** INPUT DATA follows **

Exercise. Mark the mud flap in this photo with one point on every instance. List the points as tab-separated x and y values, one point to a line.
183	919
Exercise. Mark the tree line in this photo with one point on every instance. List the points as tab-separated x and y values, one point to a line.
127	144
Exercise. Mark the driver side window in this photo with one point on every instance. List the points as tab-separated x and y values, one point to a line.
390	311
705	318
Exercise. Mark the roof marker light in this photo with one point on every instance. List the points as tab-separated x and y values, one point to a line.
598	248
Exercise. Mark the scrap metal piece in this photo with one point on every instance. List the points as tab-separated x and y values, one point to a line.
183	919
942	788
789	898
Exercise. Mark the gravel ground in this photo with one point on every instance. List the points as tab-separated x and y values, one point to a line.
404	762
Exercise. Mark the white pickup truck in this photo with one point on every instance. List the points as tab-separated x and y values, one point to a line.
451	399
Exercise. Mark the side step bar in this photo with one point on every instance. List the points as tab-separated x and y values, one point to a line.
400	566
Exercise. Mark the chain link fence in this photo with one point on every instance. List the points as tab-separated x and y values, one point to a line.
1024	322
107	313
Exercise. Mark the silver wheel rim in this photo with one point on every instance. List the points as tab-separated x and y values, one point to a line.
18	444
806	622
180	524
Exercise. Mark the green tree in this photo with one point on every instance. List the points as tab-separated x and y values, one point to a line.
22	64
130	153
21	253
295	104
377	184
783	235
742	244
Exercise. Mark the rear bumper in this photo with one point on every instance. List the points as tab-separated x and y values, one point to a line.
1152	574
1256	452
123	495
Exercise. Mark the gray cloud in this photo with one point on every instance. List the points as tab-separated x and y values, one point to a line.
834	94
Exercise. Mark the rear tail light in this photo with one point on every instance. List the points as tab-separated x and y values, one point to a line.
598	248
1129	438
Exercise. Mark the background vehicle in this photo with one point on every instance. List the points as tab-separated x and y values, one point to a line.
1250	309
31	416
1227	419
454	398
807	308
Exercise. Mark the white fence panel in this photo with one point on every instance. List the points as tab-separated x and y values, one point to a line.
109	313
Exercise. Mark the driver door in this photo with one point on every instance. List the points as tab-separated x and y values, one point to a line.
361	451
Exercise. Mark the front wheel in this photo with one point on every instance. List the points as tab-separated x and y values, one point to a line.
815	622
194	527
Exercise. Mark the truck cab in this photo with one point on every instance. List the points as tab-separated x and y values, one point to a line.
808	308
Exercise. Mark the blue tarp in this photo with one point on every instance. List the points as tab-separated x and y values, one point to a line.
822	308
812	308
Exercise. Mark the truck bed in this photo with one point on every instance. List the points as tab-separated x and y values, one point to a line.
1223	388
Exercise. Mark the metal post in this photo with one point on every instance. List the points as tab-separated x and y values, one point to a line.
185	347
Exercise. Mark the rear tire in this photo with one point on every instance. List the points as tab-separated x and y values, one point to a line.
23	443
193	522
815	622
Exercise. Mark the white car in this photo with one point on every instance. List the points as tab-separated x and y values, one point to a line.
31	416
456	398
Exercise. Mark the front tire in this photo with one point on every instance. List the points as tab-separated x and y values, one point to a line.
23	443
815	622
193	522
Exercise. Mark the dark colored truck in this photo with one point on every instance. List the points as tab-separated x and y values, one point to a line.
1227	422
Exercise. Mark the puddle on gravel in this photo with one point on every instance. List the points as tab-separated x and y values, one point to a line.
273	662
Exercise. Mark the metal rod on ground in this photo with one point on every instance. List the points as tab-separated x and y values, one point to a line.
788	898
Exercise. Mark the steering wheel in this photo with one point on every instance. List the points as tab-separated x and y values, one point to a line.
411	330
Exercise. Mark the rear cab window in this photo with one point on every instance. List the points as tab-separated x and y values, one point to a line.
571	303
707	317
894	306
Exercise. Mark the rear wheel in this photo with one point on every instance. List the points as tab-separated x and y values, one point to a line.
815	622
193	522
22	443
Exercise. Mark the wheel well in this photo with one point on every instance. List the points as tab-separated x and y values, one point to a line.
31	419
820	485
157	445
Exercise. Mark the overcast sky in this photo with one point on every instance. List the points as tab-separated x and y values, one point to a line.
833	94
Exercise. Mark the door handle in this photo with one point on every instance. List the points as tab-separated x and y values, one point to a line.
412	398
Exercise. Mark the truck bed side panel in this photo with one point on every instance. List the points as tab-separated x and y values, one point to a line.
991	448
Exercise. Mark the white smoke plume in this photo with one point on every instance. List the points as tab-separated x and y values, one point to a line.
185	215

** End of INPUT DATA **

THE PROBLEM - Write out all the entries exactly.

OUTPUT FOR THIS TASK -
Exercise. Mark the mud flap in this photo with one point on every instance. List the points as tab-separated x and y values, one point to a line.
183	919
Exercise. Mark the tree line in this photo with one point on every instance. List the points as tab-separated x and y values, one point to a line.
127	144
Exercise. Mark the driver side window in this photo with one point on every instance. List the points as tab-separated x and y values, one point to a line.
390	311
705	318
Exercise. Mark the roof marker light in this photo with one point on every instance. List the points as tab-separated x and y values, one point to a line.
598	248
Exercise. Mark the scrap metal piece in this photo with one point on every instance. List the points as tab-separated x and y values, one point to a line.
183	919
942	788
789	898
Exercise. Mark the gravel ground in this photo with one point on every instance. List the points as tab-separated x and y values, one point to a line.
404	762
Exercise. Mark the white pickup truck in this photo with one point on every instance. List the points as tab-separated x and y values, one point to a line.
451	399
Exercise. Mark the side step bar in this photo with one point on every instance. List the points as tab-separated x and y values, one point to a line.
400	566
Exercise. Mark the chain link fence in this photo with one point on every instance. List the points as tab-separated x and y values, one point to a line.
1024	322
107	313
Exercise. Mark the silver wheel rim in this photo with one point on every instance. List the points as tab-separated x and y values, one point to a line.
18	444
806	622
180	524
Exercise. Mark the green tree in this photo with one point on every instance. List the points as tab-separated x and y values, one point to a line.
22	64
130	153
21	253
295	104
377	184
783	235
742	244
Exercise. Mark the rear bumper in this photo with one point on every instance. List the points as tab-separated x and y values, one point to a line.
1152	574
1256	452
123	495
Exercise. Mark the gray cloud in this photo with one point on every instance. List the points as tab-separated x and y values, one point to a line.
834	94
Exercise. Mark the rear tail light in this photo with one point on every instance. List the points as tab-separated x and y values, one point to a line.
598	248
1129	438
Exercise. Mark the background vehicle in this photo with one point on every instance. List the points as tab-separated x and y values, one point to a line.
1250	309
31	416
1227	419
454	398
807	308
Exercise. Mark the white fence panel in this photo with one point on every instance. List the points as tab-separated x and y values, one point to a line.
109	313
Exercise. Mark the driver door in this photo with one point on every instance. List the points as tab-separated x and y values, one point to a line.
361	451
Exercise. Mark the front wheel in this photo with one point on every instance. List the points as tab-separated x and y values, one point to a line.
815	622
194	527
Exercise. Mark the truck cab in this photo with one point on every instance. List the points as tab-separated x and y values, one point to a line.
808	308
Exercise. Mark the blue tarp in this photo with one point on every instance. List the points as tab-separated x and y values, one point to a line.
822	308
812	308
Exercise. Mark the truck bed in this photo with one point on every instance. List the points as tab-separated x and y values, one point to a line.
1223	388
Exercise. Mark the metal post in this photo with one point on every instance. List the points as tab-separated x and y values, one point to a line.
185	347
Exercise. Mark the rear tire in this photo with one point on every instance. List the points as tab-separated x and y values, one point to a line.
23	443
193	522
815	622
Exercise. Mark the white car in this photo with one point on every instance. List the points as tab-separated x and y values, one point to a line.
31	416
456	398
Exercise. Mark the front tire in this photo with one point on every instance. List the points as tab-separated x and y values, one point to a line.
23	443
815	622
193	522
Exercise. Mark the dark colored truck in this photo with one point on every instance. List the points as tab-separated x and y values, one point to a line.
1227	422
Exercise. Mark the puddle on gravel in this photo with one point on every instance. List the points as tab-separated x and y values, one point to a line.
273	662
Exercise. Mark the metal rod on ground in this photo with one point on every instance. List the points as tab-separated x and y values, one point to a line.
788	898
Exercise. Mark the steering wheel in this photo with one point on every instance. List the points as tab-separated x and y values, one point to a line.
411	330
Exercise. Mark the rear cab window in this photo with one point on every instance. List the points as tab-separated x and y values, one point to a line.
571	303
707	317
894	306
Exercise. Mark the rear wheel in this photo with one point on every instance. List the points as tab-separated x and y values, one point to a line.
815	622
193	522
22	443
Exercise. Mark the wheel well in this photo with one point on every instance. List the points as tab-separated x and y values, one point to a line.
31	419
820	485
157	445
Exercise. Mark the overcast sky in this photo with one point on every instance. List the points as tab-separated x and y values, one point to a line.
833	94
Exercise. Mark the door handle in this photo with one point on every instance. List the points as tab-separated x and y values, one point to a line.
412	398
Exercise. Mark the truck bed side panel in this photo with one point on every instance. List the points as tab-separated x and y values, one point to a line.
991	448
Exercise. Mark the white smoke plume in this photo with one point on every instance. List the points as tab-separated x and y values, one point to a line.
185	215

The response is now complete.